WHAT TO PRODUCE: Count the lines in the data below that contain the word "child", and reply with only that number.

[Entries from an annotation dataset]
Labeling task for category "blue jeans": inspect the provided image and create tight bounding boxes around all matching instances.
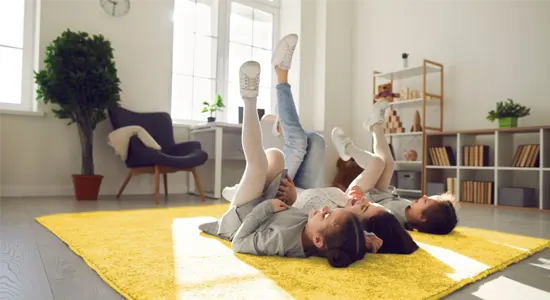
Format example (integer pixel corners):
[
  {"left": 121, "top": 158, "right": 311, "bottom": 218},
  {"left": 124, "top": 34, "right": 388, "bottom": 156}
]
[{"left": 277, "top": 83, "right": 326, "bottom": 189}]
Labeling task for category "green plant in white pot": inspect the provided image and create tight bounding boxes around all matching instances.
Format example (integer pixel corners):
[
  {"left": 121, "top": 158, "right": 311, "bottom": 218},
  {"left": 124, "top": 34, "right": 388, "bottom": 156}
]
[
  {"left": 201, "top": 94, "right": 225, "bottom": 122},
  {"left": 487, "top": 99, "right": 531, "bottom": 128}
]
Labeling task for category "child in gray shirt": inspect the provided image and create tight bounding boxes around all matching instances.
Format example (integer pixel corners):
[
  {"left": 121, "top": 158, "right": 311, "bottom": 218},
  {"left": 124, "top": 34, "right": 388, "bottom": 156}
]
[{"left": 202, "top": 58, "right": 365, "bottom": 267}]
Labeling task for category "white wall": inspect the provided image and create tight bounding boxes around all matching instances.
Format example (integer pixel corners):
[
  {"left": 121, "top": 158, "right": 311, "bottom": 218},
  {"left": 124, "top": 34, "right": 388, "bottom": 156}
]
[
  {"left": 352, "top": 0, "right": 550, "bottom": 146},
  {"left": 317, "top": 0, "right": 353, "bottom": 184},
  {"left": 0, "top": 0, "right": 193, "bottom": 196}
]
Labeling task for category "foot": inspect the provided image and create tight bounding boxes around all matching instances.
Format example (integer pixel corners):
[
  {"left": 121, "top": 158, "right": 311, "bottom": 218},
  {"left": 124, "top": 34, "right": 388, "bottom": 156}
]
[
  {"left": 222, "top": 184, "right": 239, "bottom": 202},
  {"left": 239, "top": 61, "right": 262, "bottom": 98},
  {"left": 271, "top": 34, "right": 298, "bottom": 70},
  {"left": 363, "top": 100, "right": 389, "bottom": 131},
  {"left": 332, "top": 127, "right": 351, "bottom": 161}
]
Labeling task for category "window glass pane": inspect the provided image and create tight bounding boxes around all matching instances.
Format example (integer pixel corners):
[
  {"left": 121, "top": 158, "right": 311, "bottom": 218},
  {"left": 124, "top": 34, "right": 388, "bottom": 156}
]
[
  {"left": 0, "top": 46, "right": 23, "bottom": 104},
  {"left": 229, "top": 2, "right": 253, "bottom": 45},
  {"left": 176, "top": 32, "right": 195, "bottom": 75},
  {"left": 257, "top": 87, "right": 271, "bottom": 113},
  {"left": 226, "top": 82, "right": 244, "bottom": 123},
  {"left": 252, "top": 9, "right": 273, "bottom": 50},
  {"left": 194, "top": 35, "right": 218, "bottom": 78},
  {"left": 0, "top": 0, "right": 25, "bottom": 48},
  {"left": 174, "top": 0, "right": 197, "bottom": 34},
  {"left": 252, "top": 48, "right": 273, "bottom": 87},
  {"left": 228, "top": 43, "right": 252, "bottom": 82},
  {"left": 193, "top": 77, "right": 216, "bottom": 121},
  {"left": 196, "top": 0, "right": 218, "bottom": 37},
  {"left": 172, "top": 74, "right": 193, "bottom": 120}
]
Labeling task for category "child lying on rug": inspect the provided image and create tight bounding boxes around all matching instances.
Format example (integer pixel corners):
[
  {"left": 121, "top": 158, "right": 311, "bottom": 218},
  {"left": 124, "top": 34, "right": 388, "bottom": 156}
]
[
  {"left": 223, "top": 60, "right": 458, "bottom": 234},
  {"left": 332, "top": 100, "right": 458, "bottom": 234},
  {"left": 202, "top": 42, "right": 366, "bottom": 267},
  {"left": 279, "top": 182, "right": 418, "bottom": 254}
]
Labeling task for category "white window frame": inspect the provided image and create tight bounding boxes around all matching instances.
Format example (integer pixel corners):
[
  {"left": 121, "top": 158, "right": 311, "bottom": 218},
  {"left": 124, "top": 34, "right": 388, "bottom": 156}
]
[
  {"left": 170, "top": 0, "right": 280, "bottom": 124},
  {"left": 0, "top": 0, "right": 40, "bottom": 112}
]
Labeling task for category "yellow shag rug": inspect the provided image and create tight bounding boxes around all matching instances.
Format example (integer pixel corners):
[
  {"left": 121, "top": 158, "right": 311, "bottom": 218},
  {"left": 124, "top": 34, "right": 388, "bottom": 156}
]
[{"left": 37, "top": 205, "right": 550, "bottom": 300}]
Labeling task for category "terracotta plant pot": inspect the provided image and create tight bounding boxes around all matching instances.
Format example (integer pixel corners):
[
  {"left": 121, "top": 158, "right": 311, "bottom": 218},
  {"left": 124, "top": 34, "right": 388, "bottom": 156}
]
[{"left": 73, "top": 175, "right": 103, "bottom": 200}]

RESULT OF THIS TASK: 2